生物の陸上適応メカニズムに関する記事を、最後の文の後から書き進めてください。

◆ **原文抜粋**:
+===+
2023年05月25日
九大、生物が陸上生活に適応するメカニズム発見
【カテゴリー】:ファインケミカル
【関連企業・団体】:九州大学

 生物は進化の過程で海中から陸上へ進出したが、陸上での生活に適応するために様々な変化が必要だったと推測されている。陸上では高濃度の酸素と紫外線により、海中の数千倍の活性酸素が発生する。このため陸上生物はこの活性酸素に対する防御機構を高める必要があったが、どのようなメカニズムでそれを達成したのかは長く不明だった。

 九州大学 生体防御医学研究所の中山敬一主幹教授らの研究グループは、動物が陸上の高い活性酸素に適応するための進化のメカニズムを新たに発見した。

 活性酸素に対する防御機構には、転写因子( Nrf2 )が重要な役割を果たす。その量はKeap1 というユビキチンリガーゼ(タンパク質)の分解によって巧妙に調節されている。
 
 研究グループは、海中生物が所有する海型Keap1が、進化の過程でゲノム重複によって2つになり、そのうち一方が陸型Keap1として残った結果、高い活性酸素のもとでも生存できるようになったことを突き止めた。
+===+
◆ **提供情報**:
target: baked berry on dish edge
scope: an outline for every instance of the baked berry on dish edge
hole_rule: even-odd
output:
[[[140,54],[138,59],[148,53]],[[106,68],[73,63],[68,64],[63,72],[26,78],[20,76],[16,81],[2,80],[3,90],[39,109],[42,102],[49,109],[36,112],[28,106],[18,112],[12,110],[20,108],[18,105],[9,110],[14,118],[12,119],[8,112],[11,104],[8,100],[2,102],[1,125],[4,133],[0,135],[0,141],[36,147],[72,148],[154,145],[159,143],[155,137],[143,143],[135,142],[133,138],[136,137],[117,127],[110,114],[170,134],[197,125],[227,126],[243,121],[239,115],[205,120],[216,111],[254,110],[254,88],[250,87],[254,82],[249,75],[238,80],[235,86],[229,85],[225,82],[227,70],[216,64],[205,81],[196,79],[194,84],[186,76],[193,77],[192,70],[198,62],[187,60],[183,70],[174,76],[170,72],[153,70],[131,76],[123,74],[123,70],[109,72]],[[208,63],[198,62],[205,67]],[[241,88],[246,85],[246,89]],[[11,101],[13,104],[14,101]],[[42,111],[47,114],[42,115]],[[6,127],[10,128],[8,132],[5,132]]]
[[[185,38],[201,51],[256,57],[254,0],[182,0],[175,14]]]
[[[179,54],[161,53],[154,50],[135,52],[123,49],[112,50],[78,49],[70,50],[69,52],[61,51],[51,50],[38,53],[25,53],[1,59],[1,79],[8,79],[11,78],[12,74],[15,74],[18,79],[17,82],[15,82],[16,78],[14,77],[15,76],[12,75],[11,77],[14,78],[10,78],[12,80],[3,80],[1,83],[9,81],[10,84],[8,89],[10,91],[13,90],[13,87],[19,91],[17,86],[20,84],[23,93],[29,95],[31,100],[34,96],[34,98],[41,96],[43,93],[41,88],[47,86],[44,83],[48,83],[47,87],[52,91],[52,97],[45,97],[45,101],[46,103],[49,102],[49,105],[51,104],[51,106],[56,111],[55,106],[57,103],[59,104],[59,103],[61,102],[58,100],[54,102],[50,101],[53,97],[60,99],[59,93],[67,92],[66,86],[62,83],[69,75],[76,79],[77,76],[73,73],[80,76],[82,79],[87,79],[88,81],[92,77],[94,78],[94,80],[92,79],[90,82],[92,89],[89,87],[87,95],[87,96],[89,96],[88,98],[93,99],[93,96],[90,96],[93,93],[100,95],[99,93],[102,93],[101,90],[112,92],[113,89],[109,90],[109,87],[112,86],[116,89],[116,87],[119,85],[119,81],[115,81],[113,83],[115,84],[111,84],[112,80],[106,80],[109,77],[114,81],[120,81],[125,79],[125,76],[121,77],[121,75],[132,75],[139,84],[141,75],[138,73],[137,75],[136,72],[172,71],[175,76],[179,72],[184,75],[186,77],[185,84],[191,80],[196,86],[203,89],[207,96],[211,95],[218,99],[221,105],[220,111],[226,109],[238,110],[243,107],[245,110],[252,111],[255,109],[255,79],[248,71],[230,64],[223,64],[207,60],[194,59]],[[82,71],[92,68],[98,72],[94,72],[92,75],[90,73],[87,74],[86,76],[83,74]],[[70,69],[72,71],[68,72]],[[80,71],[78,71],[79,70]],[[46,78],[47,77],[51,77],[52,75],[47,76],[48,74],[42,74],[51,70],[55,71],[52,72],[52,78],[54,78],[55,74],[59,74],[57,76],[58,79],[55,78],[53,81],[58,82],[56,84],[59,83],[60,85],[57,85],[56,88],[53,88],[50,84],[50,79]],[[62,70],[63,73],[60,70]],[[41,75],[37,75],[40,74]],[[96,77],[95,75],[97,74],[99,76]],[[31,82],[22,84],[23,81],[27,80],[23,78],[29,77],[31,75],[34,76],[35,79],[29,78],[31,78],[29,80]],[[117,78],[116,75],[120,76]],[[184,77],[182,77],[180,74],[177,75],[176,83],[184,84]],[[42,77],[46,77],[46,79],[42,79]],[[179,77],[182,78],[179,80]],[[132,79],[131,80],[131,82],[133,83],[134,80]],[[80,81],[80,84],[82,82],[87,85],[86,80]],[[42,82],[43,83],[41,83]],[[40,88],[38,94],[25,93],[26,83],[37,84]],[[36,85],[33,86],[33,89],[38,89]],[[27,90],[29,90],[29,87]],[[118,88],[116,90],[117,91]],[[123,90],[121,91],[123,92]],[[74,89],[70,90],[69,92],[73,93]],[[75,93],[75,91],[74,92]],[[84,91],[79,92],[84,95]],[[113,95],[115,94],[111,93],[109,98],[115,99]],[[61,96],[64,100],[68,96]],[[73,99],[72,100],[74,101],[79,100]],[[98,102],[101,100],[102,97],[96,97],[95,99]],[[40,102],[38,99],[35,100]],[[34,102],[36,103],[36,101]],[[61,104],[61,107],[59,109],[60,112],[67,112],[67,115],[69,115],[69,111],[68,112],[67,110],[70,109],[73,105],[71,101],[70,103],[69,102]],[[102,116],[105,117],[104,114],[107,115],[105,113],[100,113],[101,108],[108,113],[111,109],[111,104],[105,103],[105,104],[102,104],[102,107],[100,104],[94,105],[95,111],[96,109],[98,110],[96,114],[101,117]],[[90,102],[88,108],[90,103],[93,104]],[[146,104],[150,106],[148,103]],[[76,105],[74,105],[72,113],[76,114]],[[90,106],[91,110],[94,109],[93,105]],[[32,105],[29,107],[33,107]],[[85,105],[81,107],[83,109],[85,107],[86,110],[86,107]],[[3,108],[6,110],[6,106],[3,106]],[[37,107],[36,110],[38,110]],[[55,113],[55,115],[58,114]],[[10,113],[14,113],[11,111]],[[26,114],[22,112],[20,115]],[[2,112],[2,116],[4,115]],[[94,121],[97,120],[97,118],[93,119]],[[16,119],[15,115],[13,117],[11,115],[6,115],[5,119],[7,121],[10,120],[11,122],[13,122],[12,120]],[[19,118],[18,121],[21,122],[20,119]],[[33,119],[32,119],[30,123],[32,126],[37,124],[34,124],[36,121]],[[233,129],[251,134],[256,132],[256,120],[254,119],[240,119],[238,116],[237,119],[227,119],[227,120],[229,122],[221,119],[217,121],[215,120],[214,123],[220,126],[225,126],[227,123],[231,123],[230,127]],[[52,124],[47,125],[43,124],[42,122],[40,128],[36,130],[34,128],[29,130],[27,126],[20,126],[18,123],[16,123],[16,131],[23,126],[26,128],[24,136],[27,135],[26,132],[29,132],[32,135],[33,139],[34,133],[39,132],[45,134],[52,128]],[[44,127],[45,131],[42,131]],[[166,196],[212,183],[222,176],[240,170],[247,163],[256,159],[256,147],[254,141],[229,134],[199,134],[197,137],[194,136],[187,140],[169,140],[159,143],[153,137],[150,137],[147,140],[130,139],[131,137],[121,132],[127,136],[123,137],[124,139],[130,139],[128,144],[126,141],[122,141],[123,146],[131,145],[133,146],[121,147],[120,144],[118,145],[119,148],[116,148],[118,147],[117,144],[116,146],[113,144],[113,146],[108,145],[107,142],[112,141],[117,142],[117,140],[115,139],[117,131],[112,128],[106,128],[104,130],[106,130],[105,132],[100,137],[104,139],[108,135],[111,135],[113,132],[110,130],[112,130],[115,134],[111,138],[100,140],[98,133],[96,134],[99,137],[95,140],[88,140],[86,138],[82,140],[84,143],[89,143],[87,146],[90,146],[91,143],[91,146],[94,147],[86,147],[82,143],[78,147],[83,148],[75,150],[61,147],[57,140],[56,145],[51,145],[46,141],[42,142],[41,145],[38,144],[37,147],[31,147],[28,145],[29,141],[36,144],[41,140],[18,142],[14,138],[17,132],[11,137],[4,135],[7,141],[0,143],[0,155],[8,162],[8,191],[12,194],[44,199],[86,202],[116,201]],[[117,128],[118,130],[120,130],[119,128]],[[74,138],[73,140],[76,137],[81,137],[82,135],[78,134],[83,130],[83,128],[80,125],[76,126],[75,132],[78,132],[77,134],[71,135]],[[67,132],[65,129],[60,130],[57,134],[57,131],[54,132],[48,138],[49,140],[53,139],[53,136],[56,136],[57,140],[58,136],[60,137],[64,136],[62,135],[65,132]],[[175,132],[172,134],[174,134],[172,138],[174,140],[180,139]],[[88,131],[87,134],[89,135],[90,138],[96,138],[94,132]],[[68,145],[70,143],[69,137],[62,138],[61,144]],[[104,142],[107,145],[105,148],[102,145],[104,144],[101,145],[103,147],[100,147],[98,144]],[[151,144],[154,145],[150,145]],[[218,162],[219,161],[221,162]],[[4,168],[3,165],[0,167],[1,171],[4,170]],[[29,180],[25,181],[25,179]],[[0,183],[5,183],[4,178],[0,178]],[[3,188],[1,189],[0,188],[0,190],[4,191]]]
+===+
◆ **出力**:
 そこで、本来のKeap1(陸型)を、人工的にKeap1(海型)に置き換えた遺伝子改変マウスを作製し、これに太陽光レベルの紫外線を照射したところ、ほとんどが高い活性酸素に耐えられずに死んでしまった。つまり、もし海型 Keap1 から陸型 Keap1 への遺伝子の進化が起こらなければ、ヒトも含めて動物は陸上では生きられなかったことを示している。

 本研究結果は、どのように生物が海から陸への生活に適応したかに関して新たな知見を加えるものとなる。また、活性酸素はがんや老化・加齢性疾患の原因ともなるため、これらの疾患治療への応用が期待できる。本研究成果は米国雑誌「Science Advances」に 2023年5月20日に掲載された。

<用語の解説>
◆ユビキチンリガーゼ:タンパク質の特定の部位にユビキチンと呼ばれる小さなタンパク質を付加する酵素を指す。ユビキチンを付加されたタンパク質はプロテアソームという酵素により分解される運命をたどる。